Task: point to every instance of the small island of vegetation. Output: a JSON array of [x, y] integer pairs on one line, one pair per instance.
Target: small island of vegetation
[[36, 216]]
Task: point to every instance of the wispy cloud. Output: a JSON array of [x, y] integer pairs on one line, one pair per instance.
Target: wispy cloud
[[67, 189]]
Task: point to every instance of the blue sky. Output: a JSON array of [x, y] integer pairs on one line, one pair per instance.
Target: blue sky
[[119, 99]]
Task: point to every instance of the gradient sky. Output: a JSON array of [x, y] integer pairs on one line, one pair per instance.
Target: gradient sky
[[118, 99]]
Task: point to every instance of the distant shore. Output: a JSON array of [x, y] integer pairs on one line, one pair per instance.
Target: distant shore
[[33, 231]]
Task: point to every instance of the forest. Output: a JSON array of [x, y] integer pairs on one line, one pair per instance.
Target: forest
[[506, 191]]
____________________
● What you should do
Turn all the records above into a JSON list of strings, one string for each line, leaving out any blank lines.

● Correct output
[
  "Task: point to every instance of the small island of vegetation. Output: a JSON array of [x, y] integer pairs on one line, one pair per instance.",
  "Target: small island of vegetation",
  "[[36, 216]]",
  "Task: point to every instance of the wispy cloud. Output: a JSON array of [x, y] integer pairs on one line, one pair per instance.",
  "Target: wispy cloud",
  "[[67, 189]]",
  "Task: point to every instance of the blue sky. Output: a JSON array of [x, y] integer pairs on one line, one pair per instance.",
  "Target: blue sky",
  "[[119, 99]]",
  "Task: point to every instance of the gradient sky. Output: a JSON array of [x, y] integer pairs on one line, one pair per instance.",
  "Target: gradient sky",
  "[[118, 99]]",
  "Task: point to every instance of the distant shore. Output: a JSON array of [x, y] integer pairs on one line, one pair per instance.",
  "Target: distant shore",
  "[[33, 231]]",
  "Task: point to every instance of the forest. Output: a JSON array of [x, y] integer pairs on one line, one pair per instance.",
  "Target: forest",
  "[[506, 191]]"
]